* _Text shown_
- - -

I think I found a way to sort it out. I deleted my local repo, then used
the Clone function in SmartGit to start over

Max Hodges@DUCHESS /D/Documents/GIT-repos/wre-website2 (master)
$ git branch -a
* master
  remotes/origin/#1-google-analytics-jquery-tracking
  remotes/origin/#4
  remotes/origin/HEAD -> origin/master
  remotes/origin/fix-search-label
  remotes/origin/fixed-livevalidation
  remotes/origin/master
  remotes/origin/new-product-detail-page

now I have a local master branch again so I guess this should work.



On Mon, Oct 15, 2012 at 11:10 AM, Max Hodges <m...@whiterabbitpress.com>wrote:

> "Note that Git does *not* touch remote branches unless it's performing `
> git fetch origin` which is specifically meant to download all the history
> from origin, not present in the local repo, and update the remote
> branches accordingly."
>
>
> So "git fetch origin" is the only operation that touches remote branches?
> That's a pull operation right? So Push doesn't actually commit anything to
> remote branches? Remote branches are read-only (can pull from them, but
> can't commit to them?) This sounds wrong because I didn't create any remote
> branches. I only created branches locally then pushed them. Doesn't make
> sense.

- - -

* _Records_

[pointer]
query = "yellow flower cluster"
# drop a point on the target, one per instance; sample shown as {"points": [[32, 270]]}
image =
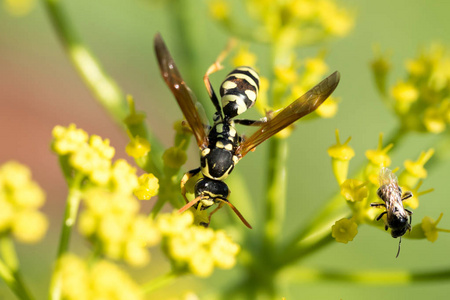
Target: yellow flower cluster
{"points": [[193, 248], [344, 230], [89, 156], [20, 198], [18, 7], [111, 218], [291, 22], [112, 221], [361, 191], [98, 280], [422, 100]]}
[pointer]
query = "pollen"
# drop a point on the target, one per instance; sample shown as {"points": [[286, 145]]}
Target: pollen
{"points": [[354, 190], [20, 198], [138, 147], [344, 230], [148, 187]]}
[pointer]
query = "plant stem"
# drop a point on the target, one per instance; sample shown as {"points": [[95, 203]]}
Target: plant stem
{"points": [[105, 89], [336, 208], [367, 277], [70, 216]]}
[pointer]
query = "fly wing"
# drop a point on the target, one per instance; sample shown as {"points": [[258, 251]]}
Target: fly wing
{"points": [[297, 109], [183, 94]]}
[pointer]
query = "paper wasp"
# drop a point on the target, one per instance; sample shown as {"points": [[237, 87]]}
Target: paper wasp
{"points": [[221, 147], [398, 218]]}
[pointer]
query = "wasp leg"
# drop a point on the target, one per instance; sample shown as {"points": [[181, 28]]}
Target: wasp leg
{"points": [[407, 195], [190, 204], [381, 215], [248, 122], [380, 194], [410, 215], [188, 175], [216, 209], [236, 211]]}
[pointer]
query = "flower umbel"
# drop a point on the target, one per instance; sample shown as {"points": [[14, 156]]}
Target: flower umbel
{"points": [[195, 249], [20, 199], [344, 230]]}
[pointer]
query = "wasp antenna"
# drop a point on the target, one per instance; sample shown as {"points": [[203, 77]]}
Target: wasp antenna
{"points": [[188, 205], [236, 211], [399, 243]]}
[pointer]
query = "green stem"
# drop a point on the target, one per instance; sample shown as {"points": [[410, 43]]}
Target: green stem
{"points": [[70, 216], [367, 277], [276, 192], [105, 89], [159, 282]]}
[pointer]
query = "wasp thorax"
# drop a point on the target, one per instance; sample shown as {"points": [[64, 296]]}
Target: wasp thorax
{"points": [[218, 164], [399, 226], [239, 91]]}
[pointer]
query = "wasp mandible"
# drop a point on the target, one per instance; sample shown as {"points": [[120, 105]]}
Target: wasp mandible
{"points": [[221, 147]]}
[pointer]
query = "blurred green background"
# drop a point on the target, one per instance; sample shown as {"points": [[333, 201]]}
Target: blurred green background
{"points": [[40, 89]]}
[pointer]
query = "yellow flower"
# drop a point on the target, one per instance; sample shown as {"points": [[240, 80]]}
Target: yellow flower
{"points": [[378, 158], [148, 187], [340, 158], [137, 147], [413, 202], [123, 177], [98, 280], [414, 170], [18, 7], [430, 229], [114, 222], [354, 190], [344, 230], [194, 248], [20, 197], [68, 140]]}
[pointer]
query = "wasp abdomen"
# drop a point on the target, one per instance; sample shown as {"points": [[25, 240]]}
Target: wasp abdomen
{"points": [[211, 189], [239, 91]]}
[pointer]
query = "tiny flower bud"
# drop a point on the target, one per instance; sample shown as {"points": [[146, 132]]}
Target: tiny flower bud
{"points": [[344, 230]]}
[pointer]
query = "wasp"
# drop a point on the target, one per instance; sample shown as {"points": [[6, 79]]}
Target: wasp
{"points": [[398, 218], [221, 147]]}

- - -

* _Aim A_
Copy out the git message between "now I have a" and "touches remote branches?", inclusive, swapping "fetch" for "pull" throughout.
* _Aim B_
In the git message, why does the writer say the idea that remote branches are read-only sounds wrong?

* _Exercise response A_
now I have a local master branch again so I guess this should work.



On Mon, Oct 15, 2012 at 11:10 AM, Max Hodges <m...@whiterabbitpress.com>wrote:

> "Note that Git does *not* touch remote branches unless it's performing `
> git pull origin` which is specifically meant to download all the history
> from origin, not present in the local repo, and update the remote
> branches accordingly."
>
>
> So "git pull origin" is the only operation that touches remote branches?

* _Exercise response B_
The writer didn't create any remote branches. They only created branches locally and then pushed them, so the idea doesn't make sense to them.